▶ _Task requirements_
Reproduce every one of the rows below word for word, without the pictures.
# Provided data start
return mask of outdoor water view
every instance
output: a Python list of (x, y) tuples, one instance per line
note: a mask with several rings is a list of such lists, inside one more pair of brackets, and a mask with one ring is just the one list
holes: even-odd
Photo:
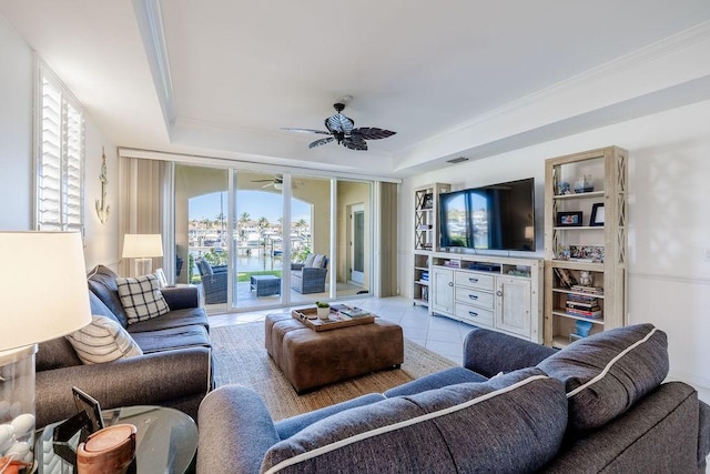
[[(366, 182), (178, 165), (176, 282), (200, 284), (215, 311), (363, 292), (371, 191)], [(307, 271), (292, 268), (308, 255)]]
[[(284, 241), (283, 218), (272, 222), (264, 215), (253, 218), (248, 212), (242, 212), (236, 225), (237, 281), (247, 282), (250, 275), (254, 274), (281, 276)], [(301, 262), (311, 253), (311, 223), (301, 218), (292, 222), (291, 228), (292, 260)], [(217, 213), (214, 219), (191, 218), (189, 243), (189, 280), (192, 283), (200, 283), (200, 273), (195, 266), (197, 259), (203, 258), (212, 265), (227, 264), (229, 233), (224, 214)]]

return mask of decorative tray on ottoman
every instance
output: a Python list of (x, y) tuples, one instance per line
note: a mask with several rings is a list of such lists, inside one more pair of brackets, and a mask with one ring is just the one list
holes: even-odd
[[(331, 315), (327, 321), (316, 316), (316, 307), (303, 307), (301, 310), (293, 310), (291, 316), (301, 321), (313, 331), (329, 331), (338, 327), (356, 326), (359, 324), (369, 324), (375, 322), (375, 315), (357, 310), (355, 307), (345, 306), (342, 304), (331, 307)], [(349, 311), (348, 311), (349, 310)], [(352, 311), (352, 313), (351, 313)], [(349, 315), (348, 313), (353, 314)], [(308, 319), (314, 317), (314, 319)]]

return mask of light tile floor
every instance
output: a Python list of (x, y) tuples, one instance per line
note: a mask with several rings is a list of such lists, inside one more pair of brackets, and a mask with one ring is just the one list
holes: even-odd
[[(369, 297), (337, 303), (358, 306), (383, 319), (397, 323), (404, 336), (426, 349), (440, 354), (457, 364), (463, 361), (464, 339), (474, 327), (444, 316), (430, 316), (424, 306), (414, 306), (412, 300), (400, 296)], [(303, 307), (294, 306), (294, 307)], [(291, 310), (258, 310), (248, 313), (214, 314), (210, 316), (213, 326), (263, 321), (266, 314)]]

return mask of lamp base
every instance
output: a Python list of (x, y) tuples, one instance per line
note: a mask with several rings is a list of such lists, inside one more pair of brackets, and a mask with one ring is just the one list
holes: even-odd
[(153, 273), (153, 259), (135, 259), (135, 276), (150, 275)]
[(34, 462), (36, 352), (37, 344), (0, 351), (0, 457), (20, 473)]

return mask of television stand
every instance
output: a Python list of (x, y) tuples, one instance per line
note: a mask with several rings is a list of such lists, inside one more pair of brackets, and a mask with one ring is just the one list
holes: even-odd
[(542, 260), (433, 252), (429, 312), (542, 343)]

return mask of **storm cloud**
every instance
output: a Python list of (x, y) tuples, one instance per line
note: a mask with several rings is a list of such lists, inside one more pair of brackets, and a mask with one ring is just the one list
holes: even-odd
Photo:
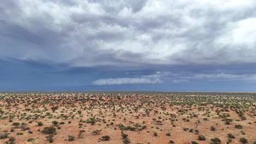
[(86, 85), (251, 79), (255, 26), (254, 0), (3, 1), (0, 59), (94, 68)]

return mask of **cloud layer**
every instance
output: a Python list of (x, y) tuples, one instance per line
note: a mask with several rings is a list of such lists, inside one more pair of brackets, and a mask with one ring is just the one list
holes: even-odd
[(127, 84), (153, 84), (162, 82), (163, 82), (163, 81), (158, 79), (150, 79), (147, 78), (123, 77), (116, 79), (100, 79), (94, 81), (92, 82), (92, 84), (97, 86), (102, 86)]
[(255, 11), (254, 0), (4, 1), (0, 55), (71, 67), (256, 63)]

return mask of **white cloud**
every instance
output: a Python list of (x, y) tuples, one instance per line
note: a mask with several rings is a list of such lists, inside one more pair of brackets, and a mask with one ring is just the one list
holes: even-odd
[(149, 78), (116, 78), (116, 79), (99, 79), (92, 82), (94, 85), (119, 85), (127, 84), (153, 84), (162, 83), (163, 81), (159, 79), (149, 79)]
[(255, 1), (92, 2), (5, 1), (0, 56), (71, 67), (256, 62)]
[(137, 77), (121, 77), (99, 79), (92, 82), (94, 85), (115, 85), (127, 84), (160, 83), (164, 82), (162, 79), (170, 76), (172, 73), (168, 71), (156, 71), (148, 75), (137, 76)]

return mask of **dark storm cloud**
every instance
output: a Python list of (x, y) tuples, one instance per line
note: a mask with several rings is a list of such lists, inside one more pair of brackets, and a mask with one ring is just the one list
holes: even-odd
[[(253, 0), (4, 1), (0, 58), (143, 71), (95, 76), (97, 85), (182, 83), (200, 74), (253, 79), (255, 11)], [(149, 80), (139, 74), (156, 71), (176, 74)]]

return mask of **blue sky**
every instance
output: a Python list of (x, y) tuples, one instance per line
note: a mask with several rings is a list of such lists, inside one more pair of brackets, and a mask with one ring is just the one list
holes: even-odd
[(253, 0), (4, 1), (0, 91), (255, 91), (255, 11)]

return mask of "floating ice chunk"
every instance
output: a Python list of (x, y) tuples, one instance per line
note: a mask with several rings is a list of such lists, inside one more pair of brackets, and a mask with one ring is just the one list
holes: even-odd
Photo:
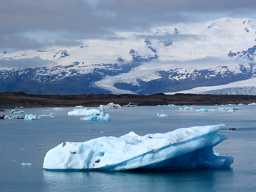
# Provided data end
▶ _Output of the task_
return mask of outdoor water view
every instance
output: a Python list of (x, y) tuples, one instance per line
note: a mask with several rings is a list of such lists, inside one more pair of brackets, and a mask with one ring is just the one list
holes: even-odd
Photo:
[[(366, 182), (178, 165), (176, 282), (200, 284), (215, 311), (363, 292), (371, 191)], [(307, 271), (292, 268), (308, 255)]]
[[(284, 241), (283, 218), (272, 222), (264, 215), (253, 218), (248, 212), (242, 212), (236, 225), (237, 281), (247, 282), (250, 275), (254, 274), (281, 276)], [(301, 262), (311, 253), (311, 223), (301, 218), (292, 222), (291, 228), (292, 260)], [(217, 213), (214, 219), (191, 218), (189, 243), (189, 280), (192, 283), (200, 283), (200, 273), (195, 266), (197, 259), (203, 258), (212, 265), (227, 264), (229, 233), (224, 214)]]

return mask of decorative tray on ottoman
every instance
output: a Python list of (x, y) tuples, one instance per line
note: a mask with several rings is a list of such lists, inside one more pair of brackets, and a mask with one ring is just the one list
holes: even-odd
[[(331, 315), (327, 321), (316, 316), (316, 307), (303, 307), (301, 310), (293, 310), (291, 316), (301, 321), (313, 331), (329, 331), (338, 327), (356, 326), (359, 324), (369, 324), (375, 322), (375, 315), (357, 310), (355, 307), (345, 306), (342, 304), (331, 307)], [(349, 311), (348, 311), (349, 310)], [(352, 311), (352, 313), (351, 313)], [(349, 315), (348, 313), (353, 314)], [(308, 319), (314, 317), (314, 319)]]

return mask of light tile floor
every instance
output: a Python list of (x, y) tuples, one instance per line
note: a mask with several rings is a list of such lists, inside one more pair of brackets, and a mask with one ring is just the one list
holes: even-odd
[[(369, 297), (337, 303), (358, 306), (383, 319), (397, 323), (404, 336), (426, 349), (440, 354), (457, 364), (463, 361), (464, 339), (474, 327), (444, 316), (430, 316), (424, 306), (414, 306), (412, 300), (400, 296)], [(303, 307), (294, 306), (294, 307)], [(291, 310), (258, 310), (248, 313), (214, 314), (210, 316), (213, 326), (263, 321), (266, 314)]]

return mask of lamp base
every instance
output: a Python list of (x, y) tuples, one instance per line
note: a mask with several rings is a list of such lists, inside one more pair of brackets, and a mask with one ring is just the one list
holes: even-odd
[(153, 273), (153, 259), (135, 259), (135, 276), (150, 275)]
[(34, 462), (36, 352), (37, 344), (0, 351), (0, 457), (20, 473)]

return mask of television stand
every instance
output: a Python list of (x, y) tuples, one instance per line
note: a mask with several rings is a list of such lists, inside one more pair of brackets, and a mask with one ring is just the one list
holes: even-odd
[(542, 260), (433, 252), (429, 312), (542, 343)]

return mask of **storm cloud**
every instance
output: a Python list of (x, y) tuples, one instance per line
note: a mask with several rings is a list of such lists, inside one more pair of brackets, and a mask with one ring is just the one list
holes: even-odd
Photo:
[(86, 85), (251, 79), (255, 26), (254, 0), (3, 1), (0, 59), (94, 68)]

return mask of **cloud layer**
every instance
output: a Python list of (x, y) tuples, one instance per line
note: a mask with several rings is a list of such lists, inside one more pair of brackets, and a mask with one ring is just the one list
holes: even-odd
[(127, 84), (153, 84), (162, 82), (163, 82), (163, 81), (158, 79), (150, 79), (147, 78), (123, 77), (116, 79), (100, 79), (94, 81), (92, 82), (92, 84), (97, 86), (102, 86)]
[(255, 11), (254, 0), (4, 1), (0, 55), (71, 67), (256, 63)]

return mask of **white cloud**
every instance
output: a Python list of (x, y) tuples, one instance per line
note: a mask with several rings is a list of such lists, inside one more pair of brackets, and a mask with one ring is just the one list
holes: even-odd
[(149, 78), (116, 78), (116, 79), (99, 79), (92, 82), (94, 85), (119, 85), (127, 84), (153, 84), (162, 83), (163, 81), (159, 79), (149, 79)]
[(255, 1), (92, 2), (5, 1), (0, 56), (71, 67), (256, 62)]
[(137, 77), (121, 77), (99, 79), (92, 82), (94, 85), (115, 85), (127, 84), (160, 83), (164, 82), (162, 79), (170, 76), (172, 73), (168, 71), (156, 71), (148, 75), (137, 76)]

return mask of **dark storm cloud**
every instance
output: a Python list of (x, y) tuples, one instance per line
note: a mask with several rings is a list of such lists, inside one more pair of brackets, and a mask with one ring is just the one list
holes: even-odd
[[(253, 0), (4, 1), (0, 58), (143, 71), (95, 76), (97, 85), (182, 83), (200, 74), (253, 79), (255, 11)], [(149, 80), (139, 74), (156, 71), (176, 74)]]

return mask of **blue sky**
every instance
output: a Python list of (x, y) tuples, one instance per line
note: a mask with several rings is a list of such lists, inside one more pair of brackets, and a mask with one ring is just the one list
holes: even-odd
[(253, 0), (4, 1), (0, 91), (255, 91), (255, 11)]

return mask of "floating ice chunk"
every instance
output: a Python list of (x, y) tuples, one instance per line
note: a mask with several rings is a list of such lists, inside one more pair of brackets, and a mask with one ring is just the one list
holes: even-odd
Photo:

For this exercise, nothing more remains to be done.